* Exercise
Write out every line of the material below except the picture, and leave each line unchanged except the answer point coordinates. Scale each of those coordinates by 0.7, rounding to whole numbers with halves going up.

#####

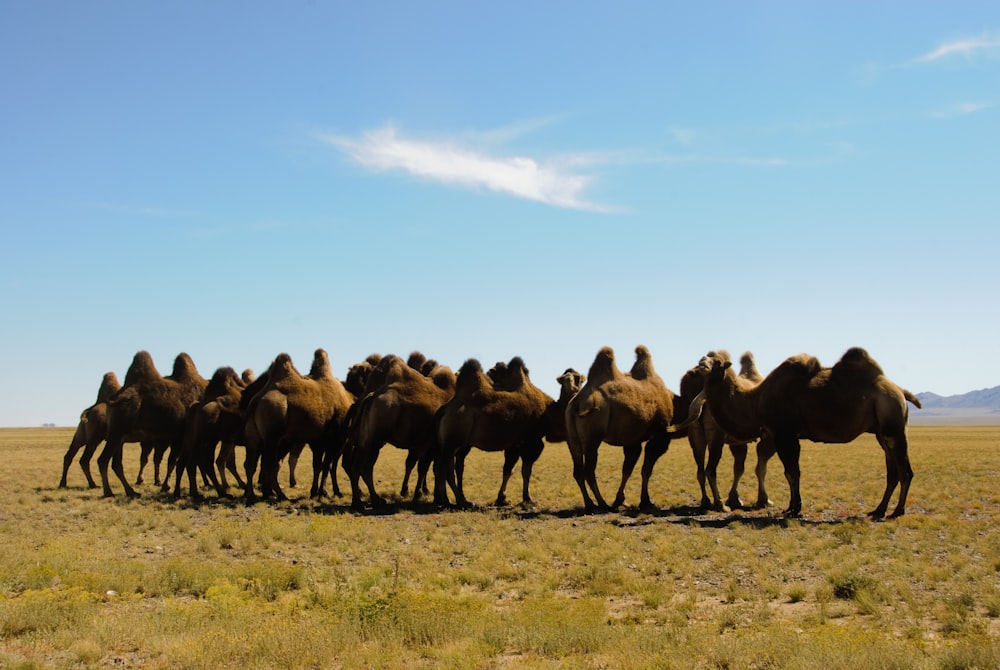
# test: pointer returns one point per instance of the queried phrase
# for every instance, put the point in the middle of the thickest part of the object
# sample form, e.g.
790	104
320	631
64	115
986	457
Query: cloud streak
965	47
551	183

#####

* Written answer
# test: pointer returns one point per instance of the queried phrase
# for every instance, put the point in the middle of the thickest part of the object
# sample form, e.g.
790	104
320	631
64	115
986	457
Query: cloud streak
676	33
386	128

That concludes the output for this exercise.